Task to complete → Give the items below as a two-column CSV with the header row instruction,response, one row per item: the item's text in the first field and its answer in the second. Put each field in double quotes, replace line breaks with spaces, cover every item, and leave out the pictures.

start Dataset extract

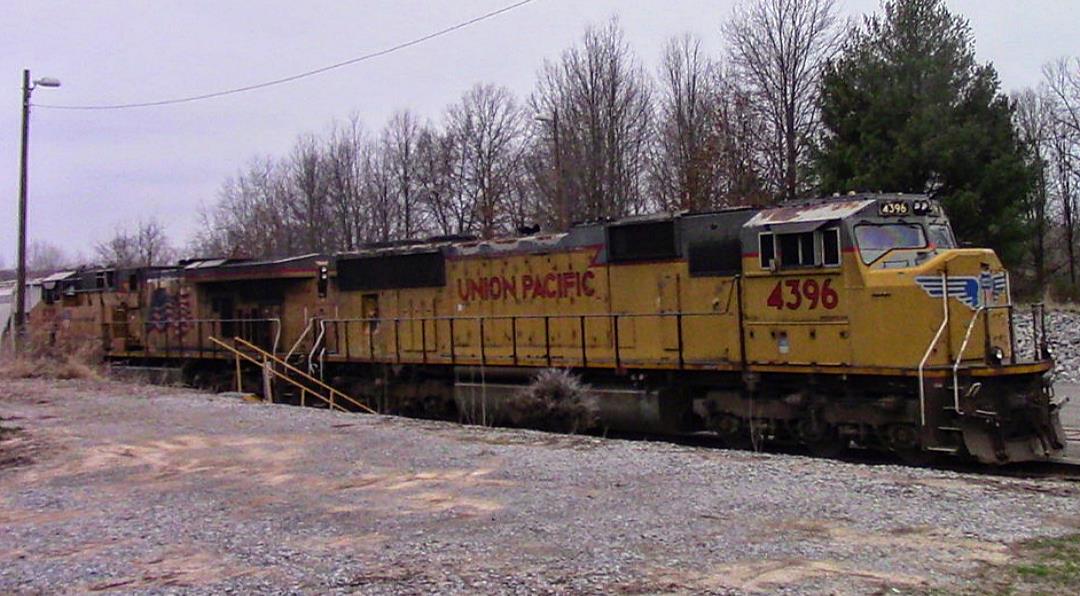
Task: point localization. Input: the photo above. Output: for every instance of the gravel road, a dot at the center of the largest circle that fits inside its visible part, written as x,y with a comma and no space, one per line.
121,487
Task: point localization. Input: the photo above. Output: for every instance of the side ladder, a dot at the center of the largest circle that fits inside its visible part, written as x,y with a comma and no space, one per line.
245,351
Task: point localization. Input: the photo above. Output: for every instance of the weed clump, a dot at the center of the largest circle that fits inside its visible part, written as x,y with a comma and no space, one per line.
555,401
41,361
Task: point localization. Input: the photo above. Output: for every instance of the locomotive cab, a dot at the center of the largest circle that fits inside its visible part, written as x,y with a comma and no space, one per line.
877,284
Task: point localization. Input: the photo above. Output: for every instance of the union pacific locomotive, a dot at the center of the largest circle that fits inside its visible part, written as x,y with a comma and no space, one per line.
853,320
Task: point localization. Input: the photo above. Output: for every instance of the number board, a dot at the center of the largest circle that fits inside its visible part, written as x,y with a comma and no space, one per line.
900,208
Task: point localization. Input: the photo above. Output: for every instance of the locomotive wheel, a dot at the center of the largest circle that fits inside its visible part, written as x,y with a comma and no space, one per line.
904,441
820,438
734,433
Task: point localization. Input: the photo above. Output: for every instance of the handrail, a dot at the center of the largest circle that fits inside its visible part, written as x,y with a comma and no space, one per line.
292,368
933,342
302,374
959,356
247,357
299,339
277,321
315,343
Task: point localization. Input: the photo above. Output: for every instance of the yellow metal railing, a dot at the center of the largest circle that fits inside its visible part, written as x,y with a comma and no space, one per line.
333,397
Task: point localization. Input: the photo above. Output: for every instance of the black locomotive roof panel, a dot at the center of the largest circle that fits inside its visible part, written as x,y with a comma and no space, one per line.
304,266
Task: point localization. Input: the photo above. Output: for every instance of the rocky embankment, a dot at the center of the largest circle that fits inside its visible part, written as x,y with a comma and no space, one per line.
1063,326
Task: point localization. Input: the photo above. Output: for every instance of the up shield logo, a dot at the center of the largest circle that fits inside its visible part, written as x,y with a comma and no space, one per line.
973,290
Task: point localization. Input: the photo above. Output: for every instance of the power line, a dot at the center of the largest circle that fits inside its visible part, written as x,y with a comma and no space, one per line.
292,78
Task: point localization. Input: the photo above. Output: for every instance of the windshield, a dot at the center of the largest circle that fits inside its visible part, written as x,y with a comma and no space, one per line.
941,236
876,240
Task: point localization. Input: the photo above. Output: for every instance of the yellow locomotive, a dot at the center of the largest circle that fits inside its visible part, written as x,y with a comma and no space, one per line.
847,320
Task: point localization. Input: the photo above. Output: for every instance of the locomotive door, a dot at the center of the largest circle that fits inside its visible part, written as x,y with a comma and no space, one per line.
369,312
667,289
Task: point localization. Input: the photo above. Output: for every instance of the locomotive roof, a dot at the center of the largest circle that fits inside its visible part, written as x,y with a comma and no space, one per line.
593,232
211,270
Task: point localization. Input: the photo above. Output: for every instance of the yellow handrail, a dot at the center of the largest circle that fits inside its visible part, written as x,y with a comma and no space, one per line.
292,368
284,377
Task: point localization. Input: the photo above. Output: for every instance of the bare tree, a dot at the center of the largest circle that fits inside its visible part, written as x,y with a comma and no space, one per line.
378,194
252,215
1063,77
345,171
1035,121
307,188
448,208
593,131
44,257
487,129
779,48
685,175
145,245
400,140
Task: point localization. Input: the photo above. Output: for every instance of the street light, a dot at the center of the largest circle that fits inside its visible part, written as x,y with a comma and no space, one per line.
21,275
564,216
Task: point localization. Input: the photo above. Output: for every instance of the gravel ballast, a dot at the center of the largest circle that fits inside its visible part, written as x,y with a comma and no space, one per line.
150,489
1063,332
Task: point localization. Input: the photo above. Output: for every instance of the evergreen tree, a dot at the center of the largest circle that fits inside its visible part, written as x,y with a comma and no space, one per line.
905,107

end Dataset extract

Written answer →
instruction,response
"Task: point localization. Input: the photo above. Output: for every instance of the gravel road, a dot at the center of the largest circle that fits inside its visible part, written as x,y with a comma and no space, one per line.","121,487"
"Task: point localization. Input: the photo above. Output: for every instance of the side ladder, a dot at the center of the largest circle that fits inside its visible part, written as x,y with a comma and no space, one per line.","245,351"
"Task: point localization. Input: the photo above. Output: for every instance of the weed clump, a dot at the center of the largest circle that fits inside its visible part, written as x,y with a comma and no space, one per line.","555,401 41,361"
"Task: point localization. Input: the photo above. Output: for every instance of the locomotive cab, a dot at the center of the largest circle that fits inside its visible part, written as x,y with a comma and no space, one per line.","877,284"
"Task: point localization. Input: the photo above. Output: for every instance of the union pacific locomotive, a dot at the center of the largest circle that fits inside its visible part, written as x,y with a comma and no space, one per line.","853,320"
"Task: point localization. Input: the photo above. Output: for every instance of the number board, a dot at the center of the largest circle that fits inside its visible part, written as x,y with a comma and no space, one per line.","900,208"
"Task: point localization. Input: the photo above. Output: for every instance of the locomotive wheel, a dot at the center of the largest circle that fits inside its visible part, written as x,y with a comma and no space, one per line.","904,441 820,438 734,433"
"Task: point localization. Input: the photo above. Output: for every instance of the handrail, a dot at the center of the largest circle that fits inside its visible part, written as x,y with a comma and no space, one per line.","292,368 933,342 302,374 959,356 247,357 299,339 277,321 315,343"
"Task: point localization. Input: the photo above. Output: for every instance of the yellow metal railing, a dot at the center of the largest circle that fits inside its visible part, written as x,y with a comma and no space, one per line.","333,397"
"Task: point localization. Input: the photo above. Output: for every instance of the black locomotive roof panel, a dot at the center of the largest circle that fits inside its visible part, written as x,y with a comma and no space, one per line.","304,266"
"Task: point localization. Input: the photo above. Output: for every instance of the rocky embankment, a dot at the center of the largest circle that fits inside its visible part, written as x,y with a comma and no space, one per line.","1063,326"
"Task: point localization. Input: the photo above. Output: for every instance of the up shield logo, a dot at the center of the largest circle that fits inside its visible part, written as x,y with a comma and no space, one per line.","973,290"
"Task: point localization. Input: the photo above. Output: for every instance of the power line, a dot at the center of the largest circle that fits inside its visible part, written as x,y with a comma and no space, one per line.","292,78"
"Task: point localization. Input: the photo above. Output: for every instance of the windshield, a dot at the center of the largest circle that fits inside its visible part, written as x,y with a comma and no space, one per line.","941,236 876,240"
"Task: point localization. Input: the photo above. Output: for every instance of the yellow locomotive, a dot at the center of the largest circle that fits inside its visible part, written as x,y with a comma and no space, one per line.","847,320"
"Task: point localization. Input: the photo above. Output: for every instance of the locomotive door, a dot at the center of the largest circle that fits inside its visible part, written as x,y with a comma and no space, one per line.","369,312 667,289"
"Task: point localization. Input: the photo above. Output: for every instance of the locomotive roof, a dot at the center of the largest circle that fits inside its visible part, written as x,y with a comma and no space, one per line.","593,232 211,270"
"Task: point localization. Input: the photo above. Output: for every instance of the yellow handrail, a dot at the center of the largest circle that fits inside its visible part, written as x,y with a comma and no space, one per line.","292,368 284,377"
"Task: point localization. Input: the photo above. Output: for every instance of the bare tree, a dot at the center of the largest circle that fits inside its visible part, written as x,y with a comma and no space, one per line.","378,194 252,215 1063,77 345,171 1035,121 307,188 448,208 593,131 44,257 487,129 779,48 685,175 145,245 400,140"
"Task: point localization. Input: the photo above. Output: for every instance of the street light, a dot at the center of the largest circle that fits inside its visible part, written as x,y with a comma and no space, one per line.","21,275 564,216"
"Task: point localization. Input: the photo above. Output: for every instance of the gravel ballast, a dot at the center of the largest circle that fits inside its visible part, written as x,y with a comma and no space, one per line.","150,489 1063,332"
"Task: point localization. Input: the photo above. Output: for every instance of the evergreen tree, a dot at the center of the largest circle that fits inside its visible part, written as x,y with a comma and no space, one per line.","905,107"